**Brief**
In which lines of the data does the string "soldier" appear? Copy every one.

Items from a data source:

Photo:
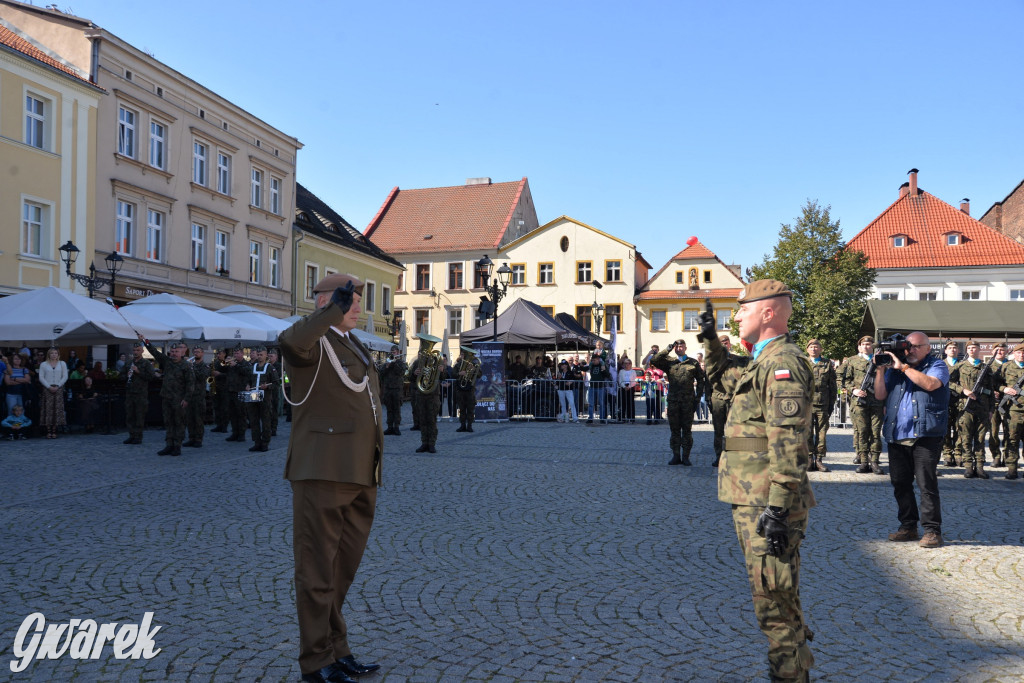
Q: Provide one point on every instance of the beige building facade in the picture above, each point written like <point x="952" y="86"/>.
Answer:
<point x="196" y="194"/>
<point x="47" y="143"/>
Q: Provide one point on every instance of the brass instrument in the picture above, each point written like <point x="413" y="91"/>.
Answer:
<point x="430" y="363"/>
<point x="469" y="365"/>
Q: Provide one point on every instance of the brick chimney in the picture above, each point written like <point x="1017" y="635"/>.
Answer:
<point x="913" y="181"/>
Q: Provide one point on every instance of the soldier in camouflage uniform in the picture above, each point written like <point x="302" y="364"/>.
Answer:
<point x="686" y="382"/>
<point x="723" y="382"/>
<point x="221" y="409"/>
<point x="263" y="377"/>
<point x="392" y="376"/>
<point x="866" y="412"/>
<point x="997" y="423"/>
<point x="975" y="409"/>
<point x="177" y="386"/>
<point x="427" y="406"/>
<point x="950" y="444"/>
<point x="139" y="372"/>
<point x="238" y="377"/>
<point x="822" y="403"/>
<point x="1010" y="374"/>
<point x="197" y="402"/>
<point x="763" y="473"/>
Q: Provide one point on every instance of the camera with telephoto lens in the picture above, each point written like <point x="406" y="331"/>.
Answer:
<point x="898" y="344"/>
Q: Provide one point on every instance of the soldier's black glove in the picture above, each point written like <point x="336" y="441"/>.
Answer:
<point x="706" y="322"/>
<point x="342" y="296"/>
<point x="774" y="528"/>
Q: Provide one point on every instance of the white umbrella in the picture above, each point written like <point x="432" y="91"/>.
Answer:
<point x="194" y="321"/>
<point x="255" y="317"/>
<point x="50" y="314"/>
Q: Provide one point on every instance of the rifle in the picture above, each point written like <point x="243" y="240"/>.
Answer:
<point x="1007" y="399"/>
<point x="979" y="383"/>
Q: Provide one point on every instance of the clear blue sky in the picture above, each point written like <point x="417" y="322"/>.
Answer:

**Task output**
Q: Provide one point on every instance of the soldier in camouflage uniform in the picture above, each point written like <point x="302" y="364"/>.
Q: Provide one point on every instance of the soldier's black glove in the picture above, each point written like <point x="336" y="441"/>.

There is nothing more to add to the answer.